### DIRECTIONS FOR THIS TASK
Print exactly the lines below between the line holding "Q: Provide one point on every instance of the short" and the line holding "Q: Provide one point on every instance of the blue sleeve", inclusive, and nothing more.

### MATERIAL SUPPLIED
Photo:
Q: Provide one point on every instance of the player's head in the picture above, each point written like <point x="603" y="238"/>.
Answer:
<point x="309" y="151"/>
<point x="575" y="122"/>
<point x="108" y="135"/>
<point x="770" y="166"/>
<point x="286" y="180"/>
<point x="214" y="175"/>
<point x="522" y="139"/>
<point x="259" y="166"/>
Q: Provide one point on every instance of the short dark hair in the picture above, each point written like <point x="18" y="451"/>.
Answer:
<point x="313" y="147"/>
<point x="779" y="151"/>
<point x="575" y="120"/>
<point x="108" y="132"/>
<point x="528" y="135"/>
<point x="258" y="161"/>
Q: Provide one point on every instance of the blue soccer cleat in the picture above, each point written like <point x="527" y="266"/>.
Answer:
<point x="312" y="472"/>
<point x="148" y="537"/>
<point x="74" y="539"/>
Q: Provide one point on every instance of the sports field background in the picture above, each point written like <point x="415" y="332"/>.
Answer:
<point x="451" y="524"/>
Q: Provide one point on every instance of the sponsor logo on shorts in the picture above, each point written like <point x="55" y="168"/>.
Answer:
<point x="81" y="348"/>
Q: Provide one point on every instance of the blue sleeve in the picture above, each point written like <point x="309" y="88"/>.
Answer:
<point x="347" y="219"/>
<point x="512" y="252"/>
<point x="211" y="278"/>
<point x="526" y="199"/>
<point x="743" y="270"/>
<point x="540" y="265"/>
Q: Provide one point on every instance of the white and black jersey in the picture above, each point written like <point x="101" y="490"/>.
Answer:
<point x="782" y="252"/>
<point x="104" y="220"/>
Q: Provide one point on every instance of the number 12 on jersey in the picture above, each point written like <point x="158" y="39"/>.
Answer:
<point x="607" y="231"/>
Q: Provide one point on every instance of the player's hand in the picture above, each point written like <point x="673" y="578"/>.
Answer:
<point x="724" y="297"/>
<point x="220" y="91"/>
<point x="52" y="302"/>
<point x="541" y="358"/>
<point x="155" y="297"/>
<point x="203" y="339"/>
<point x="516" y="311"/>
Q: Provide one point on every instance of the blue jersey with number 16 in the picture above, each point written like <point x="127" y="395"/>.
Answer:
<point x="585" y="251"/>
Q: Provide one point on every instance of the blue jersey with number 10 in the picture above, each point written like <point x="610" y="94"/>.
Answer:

### TASK RESPONSE
Q: Provide one point on every instance of the short dark hair in the picture above, each point written like <point x="18" y="451"/>.
Answer:
<point x="313" y="147"/>
<point x="779" y="151"/>
<point x="575" y="120"/>
<point x="108" y="132"/>
<point x="528" y="135"/>
<point x="258" y="161"/>
Q: Provide one point on every instance of the blue soccer cleat in the picture above, each point written like <point x="527" y="266"/>.
Answer:
<point x="312" y="472"/>
<point x="148" y="537"/>
<point x="74" y="539"/>
Q: Provide one point on every instance of the sports field background in the picture above, each point written like <point x="415" y="332"/>.
Answer:
<point x="451" y="524"/>
Q: Provide one point on every instance of the sponsor logo on shorts in the picture above, each point written like <point x="55" y="168"/>.
Answer:
<point x="81" y="348"/>
Q: Provide one point on every instance of the blue sleeve in the picture above, each point written like <point x="309" y="88"/>.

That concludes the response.